WHAT YOU SHOULD DO -
Scan the material below for the word "bottle", then copy every line in which it appears.
····················
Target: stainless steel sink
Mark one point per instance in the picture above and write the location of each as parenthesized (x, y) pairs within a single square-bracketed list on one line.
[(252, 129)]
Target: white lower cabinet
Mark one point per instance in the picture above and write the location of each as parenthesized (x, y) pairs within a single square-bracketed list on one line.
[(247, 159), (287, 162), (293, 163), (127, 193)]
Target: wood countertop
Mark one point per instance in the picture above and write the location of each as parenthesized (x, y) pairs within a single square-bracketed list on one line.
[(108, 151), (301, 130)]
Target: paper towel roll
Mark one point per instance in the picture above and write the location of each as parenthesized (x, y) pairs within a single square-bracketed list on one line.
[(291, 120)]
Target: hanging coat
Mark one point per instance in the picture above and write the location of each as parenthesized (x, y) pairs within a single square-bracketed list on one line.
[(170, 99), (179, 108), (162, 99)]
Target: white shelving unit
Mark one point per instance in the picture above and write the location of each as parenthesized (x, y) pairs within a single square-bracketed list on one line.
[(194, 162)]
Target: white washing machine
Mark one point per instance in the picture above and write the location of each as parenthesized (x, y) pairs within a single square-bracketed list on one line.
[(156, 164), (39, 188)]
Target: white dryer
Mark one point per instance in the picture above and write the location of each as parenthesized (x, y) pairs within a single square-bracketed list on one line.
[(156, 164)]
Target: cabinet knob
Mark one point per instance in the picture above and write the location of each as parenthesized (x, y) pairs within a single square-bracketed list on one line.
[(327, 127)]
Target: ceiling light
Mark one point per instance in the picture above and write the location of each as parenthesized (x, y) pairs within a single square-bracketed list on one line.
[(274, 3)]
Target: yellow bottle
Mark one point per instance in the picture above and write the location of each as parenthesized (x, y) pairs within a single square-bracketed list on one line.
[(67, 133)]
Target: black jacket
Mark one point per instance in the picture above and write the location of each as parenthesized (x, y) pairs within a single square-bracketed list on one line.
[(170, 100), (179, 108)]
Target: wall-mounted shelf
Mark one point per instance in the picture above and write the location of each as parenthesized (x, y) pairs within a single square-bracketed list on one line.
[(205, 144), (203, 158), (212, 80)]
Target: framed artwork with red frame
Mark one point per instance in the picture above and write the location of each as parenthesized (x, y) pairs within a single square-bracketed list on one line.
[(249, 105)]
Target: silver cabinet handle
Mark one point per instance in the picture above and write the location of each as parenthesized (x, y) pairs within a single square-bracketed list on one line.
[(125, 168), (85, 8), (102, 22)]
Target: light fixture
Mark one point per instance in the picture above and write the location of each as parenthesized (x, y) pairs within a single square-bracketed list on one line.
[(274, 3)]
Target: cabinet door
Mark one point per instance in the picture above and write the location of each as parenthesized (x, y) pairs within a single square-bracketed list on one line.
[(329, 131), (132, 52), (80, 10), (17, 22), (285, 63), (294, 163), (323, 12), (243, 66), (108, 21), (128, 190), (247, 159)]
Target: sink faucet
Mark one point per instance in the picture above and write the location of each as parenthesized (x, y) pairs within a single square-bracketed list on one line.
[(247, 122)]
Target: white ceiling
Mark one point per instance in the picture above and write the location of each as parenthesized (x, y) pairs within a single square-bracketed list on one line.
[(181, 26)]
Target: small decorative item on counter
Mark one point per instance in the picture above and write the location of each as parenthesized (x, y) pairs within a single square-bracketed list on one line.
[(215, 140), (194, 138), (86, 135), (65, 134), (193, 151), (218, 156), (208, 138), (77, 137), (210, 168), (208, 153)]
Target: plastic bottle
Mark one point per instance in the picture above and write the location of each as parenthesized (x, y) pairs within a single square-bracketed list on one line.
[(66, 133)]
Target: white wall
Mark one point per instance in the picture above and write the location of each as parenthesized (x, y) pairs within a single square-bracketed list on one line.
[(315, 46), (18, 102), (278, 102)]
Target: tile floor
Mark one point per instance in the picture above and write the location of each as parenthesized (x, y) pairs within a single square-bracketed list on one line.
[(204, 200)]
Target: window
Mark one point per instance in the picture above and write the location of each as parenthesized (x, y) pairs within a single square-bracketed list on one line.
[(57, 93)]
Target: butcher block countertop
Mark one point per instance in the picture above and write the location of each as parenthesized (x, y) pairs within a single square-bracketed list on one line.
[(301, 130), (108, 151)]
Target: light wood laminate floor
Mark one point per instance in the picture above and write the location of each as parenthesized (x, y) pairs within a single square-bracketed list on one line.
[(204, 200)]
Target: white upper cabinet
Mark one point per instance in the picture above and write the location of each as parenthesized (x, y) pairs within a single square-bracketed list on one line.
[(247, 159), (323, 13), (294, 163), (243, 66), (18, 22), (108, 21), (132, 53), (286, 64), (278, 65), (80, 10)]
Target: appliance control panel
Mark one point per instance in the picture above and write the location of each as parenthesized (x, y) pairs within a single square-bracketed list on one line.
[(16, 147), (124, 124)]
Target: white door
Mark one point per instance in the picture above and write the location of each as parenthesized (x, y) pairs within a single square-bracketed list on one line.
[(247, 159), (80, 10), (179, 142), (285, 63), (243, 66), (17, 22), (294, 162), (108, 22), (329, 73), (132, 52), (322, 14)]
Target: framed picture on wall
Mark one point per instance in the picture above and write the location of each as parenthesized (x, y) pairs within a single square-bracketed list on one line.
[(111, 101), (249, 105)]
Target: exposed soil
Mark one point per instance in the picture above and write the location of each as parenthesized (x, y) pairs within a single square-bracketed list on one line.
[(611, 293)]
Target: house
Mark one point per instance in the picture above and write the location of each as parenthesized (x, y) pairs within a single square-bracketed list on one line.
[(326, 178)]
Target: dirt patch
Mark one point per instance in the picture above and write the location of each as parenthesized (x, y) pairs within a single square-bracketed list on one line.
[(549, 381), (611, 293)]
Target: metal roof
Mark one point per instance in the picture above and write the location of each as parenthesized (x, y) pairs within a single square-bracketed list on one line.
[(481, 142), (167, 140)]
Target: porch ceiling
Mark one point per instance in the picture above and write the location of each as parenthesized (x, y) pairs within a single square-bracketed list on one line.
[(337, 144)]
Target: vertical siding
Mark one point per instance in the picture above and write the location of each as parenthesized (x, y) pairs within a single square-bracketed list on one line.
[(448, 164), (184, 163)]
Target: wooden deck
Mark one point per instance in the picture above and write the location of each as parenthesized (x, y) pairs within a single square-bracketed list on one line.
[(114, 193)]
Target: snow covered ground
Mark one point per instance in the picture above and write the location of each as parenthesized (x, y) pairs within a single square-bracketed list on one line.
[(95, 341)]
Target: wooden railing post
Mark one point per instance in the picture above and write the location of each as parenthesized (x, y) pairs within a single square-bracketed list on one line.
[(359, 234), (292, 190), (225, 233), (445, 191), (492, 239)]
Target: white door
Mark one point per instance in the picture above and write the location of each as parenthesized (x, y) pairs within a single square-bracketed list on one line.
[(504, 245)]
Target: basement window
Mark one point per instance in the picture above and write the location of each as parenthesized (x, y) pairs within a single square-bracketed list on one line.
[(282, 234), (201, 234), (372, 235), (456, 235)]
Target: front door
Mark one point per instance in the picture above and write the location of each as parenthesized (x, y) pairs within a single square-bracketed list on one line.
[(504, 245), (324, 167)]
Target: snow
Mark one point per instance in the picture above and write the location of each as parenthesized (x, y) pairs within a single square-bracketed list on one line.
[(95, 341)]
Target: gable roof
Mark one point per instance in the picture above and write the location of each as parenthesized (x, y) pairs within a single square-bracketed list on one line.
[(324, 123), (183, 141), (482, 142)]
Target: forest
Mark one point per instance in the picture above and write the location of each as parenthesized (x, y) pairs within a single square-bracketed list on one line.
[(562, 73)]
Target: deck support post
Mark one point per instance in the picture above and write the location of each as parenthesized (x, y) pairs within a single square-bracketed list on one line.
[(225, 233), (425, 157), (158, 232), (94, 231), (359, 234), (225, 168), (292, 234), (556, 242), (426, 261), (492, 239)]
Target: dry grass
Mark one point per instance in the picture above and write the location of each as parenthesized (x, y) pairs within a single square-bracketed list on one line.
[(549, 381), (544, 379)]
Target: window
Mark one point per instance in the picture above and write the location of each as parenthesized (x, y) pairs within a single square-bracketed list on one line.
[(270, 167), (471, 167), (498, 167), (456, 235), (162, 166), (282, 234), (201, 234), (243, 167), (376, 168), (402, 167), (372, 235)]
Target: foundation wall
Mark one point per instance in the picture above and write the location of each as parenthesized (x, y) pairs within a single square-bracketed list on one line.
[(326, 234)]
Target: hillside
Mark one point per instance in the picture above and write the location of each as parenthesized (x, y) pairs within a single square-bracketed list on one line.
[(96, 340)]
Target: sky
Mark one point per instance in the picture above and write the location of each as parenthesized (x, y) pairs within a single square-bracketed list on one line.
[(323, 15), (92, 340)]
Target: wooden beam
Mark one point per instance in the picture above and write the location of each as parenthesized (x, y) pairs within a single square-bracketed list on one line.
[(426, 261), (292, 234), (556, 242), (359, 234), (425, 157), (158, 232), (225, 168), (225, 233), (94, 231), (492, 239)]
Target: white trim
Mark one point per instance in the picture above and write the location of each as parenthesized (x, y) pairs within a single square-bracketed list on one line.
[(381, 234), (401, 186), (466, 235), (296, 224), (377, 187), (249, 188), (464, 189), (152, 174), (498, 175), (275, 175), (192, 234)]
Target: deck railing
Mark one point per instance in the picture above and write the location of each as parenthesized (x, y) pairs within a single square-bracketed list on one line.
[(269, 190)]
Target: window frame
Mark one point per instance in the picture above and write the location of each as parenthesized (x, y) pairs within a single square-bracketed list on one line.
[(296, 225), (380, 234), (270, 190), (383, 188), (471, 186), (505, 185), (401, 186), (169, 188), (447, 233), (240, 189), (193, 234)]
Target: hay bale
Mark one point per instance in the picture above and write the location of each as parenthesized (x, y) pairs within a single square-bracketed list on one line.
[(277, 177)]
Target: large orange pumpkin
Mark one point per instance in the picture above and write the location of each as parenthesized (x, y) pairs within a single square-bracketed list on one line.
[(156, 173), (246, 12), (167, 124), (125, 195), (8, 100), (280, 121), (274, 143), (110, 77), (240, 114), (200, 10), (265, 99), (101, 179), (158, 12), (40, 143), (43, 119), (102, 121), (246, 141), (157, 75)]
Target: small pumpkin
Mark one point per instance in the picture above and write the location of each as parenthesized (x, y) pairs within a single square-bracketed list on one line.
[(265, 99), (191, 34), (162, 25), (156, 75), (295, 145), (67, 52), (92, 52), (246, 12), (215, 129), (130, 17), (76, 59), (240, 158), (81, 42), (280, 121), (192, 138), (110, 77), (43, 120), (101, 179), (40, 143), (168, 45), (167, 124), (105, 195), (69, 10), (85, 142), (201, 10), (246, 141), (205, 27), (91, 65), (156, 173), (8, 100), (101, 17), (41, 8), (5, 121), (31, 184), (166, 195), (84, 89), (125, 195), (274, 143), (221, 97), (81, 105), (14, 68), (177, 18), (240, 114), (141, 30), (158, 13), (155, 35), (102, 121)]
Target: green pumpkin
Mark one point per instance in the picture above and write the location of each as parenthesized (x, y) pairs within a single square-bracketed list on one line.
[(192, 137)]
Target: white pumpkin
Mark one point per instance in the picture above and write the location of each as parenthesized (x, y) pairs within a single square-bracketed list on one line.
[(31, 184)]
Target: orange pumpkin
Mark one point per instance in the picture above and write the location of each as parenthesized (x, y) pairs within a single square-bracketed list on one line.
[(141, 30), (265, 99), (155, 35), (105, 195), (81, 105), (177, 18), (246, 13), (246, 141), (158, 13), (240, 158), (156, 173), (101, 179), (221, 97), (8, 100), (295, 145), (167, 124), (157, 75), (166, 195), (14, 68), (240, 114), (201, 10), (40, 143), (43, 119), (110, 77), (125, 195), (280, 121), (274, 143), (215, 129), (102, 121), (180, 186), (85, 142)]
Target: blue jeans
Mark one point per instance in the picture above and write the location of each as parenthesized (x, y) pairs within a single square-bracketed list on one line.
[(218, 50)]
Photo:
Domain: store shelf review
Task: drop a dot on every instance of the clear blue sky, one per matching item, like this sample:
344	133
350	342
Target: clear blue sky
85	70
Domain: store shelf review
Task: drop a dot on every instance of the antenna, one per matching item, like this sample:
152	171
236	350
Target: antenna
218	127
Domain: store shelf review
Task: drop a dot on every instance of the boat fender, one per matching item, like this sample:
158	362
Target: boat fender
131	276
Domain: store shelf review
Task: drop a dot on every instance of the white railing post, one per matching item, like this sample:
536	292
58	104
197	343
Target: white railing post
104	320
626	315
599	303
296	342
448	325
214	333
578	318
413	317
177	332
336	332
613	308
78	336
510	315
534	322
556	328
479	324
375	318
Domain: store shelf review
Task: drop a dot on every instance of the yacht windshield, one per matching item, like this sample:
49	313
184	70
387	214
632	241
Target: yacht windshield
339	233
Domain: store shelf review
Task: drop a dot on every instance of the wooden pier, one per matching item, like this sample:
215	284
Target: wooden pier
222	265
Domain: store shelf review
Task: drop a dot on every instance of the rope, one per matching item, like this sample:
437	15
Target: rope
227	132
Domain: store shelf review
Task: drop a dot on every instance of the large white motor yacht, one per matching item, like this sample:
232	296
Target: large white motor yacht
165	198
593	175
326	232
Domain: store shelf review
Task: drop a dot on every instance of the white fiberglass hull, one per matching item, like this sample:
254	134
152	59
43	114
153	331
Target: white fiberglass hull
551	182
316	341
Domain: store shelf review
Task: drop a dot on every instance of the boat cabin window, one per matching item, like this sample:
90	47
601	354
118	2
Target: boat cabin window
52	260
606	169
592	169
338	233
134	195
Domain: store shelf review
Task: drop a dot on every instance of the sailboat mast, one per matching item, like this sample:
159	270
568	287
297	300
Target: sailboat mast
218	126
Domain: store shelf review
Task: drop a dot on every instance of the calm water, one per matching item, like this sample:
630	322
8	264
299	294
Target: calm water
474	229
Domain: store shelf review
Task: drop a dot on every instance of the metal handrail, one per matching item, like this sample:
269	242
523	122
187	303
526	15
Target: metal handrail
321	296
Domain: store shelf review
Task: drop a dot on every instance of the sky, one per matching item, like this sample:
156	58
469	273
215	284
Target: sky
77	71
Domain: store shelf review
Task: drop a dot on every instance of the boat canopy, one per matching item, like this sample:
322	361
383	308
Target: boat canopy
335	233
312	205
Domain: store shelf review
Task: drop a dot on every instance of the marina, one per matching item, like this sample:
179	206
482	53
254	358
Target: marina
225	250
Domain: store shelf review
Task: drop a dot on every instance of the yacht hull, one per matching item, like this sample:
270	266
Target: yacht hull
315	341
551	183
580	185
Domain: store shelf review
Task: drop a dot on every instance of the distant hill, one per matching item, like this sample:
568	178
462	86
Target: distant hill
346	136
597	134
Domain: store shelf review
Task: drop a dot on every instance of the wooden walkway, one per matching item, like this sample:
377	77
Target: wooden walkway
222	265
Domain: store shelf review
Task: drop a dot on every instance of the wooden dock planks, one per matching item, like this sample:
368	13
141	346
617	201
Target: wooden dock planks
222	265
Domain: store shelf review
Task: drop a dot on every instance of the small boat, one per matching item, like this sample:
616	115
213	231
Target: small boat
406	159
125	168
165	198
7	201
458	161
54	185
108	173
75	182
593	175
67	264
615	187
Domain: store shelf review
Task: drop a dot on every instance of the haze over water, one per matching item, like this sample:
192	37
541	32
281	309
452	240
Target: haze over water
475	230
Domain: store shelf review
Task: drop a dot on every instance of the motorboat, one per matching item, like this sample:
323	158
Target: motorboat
····················
TASK OUTPUT -
Target: yellow bottle
Target: plastic bottle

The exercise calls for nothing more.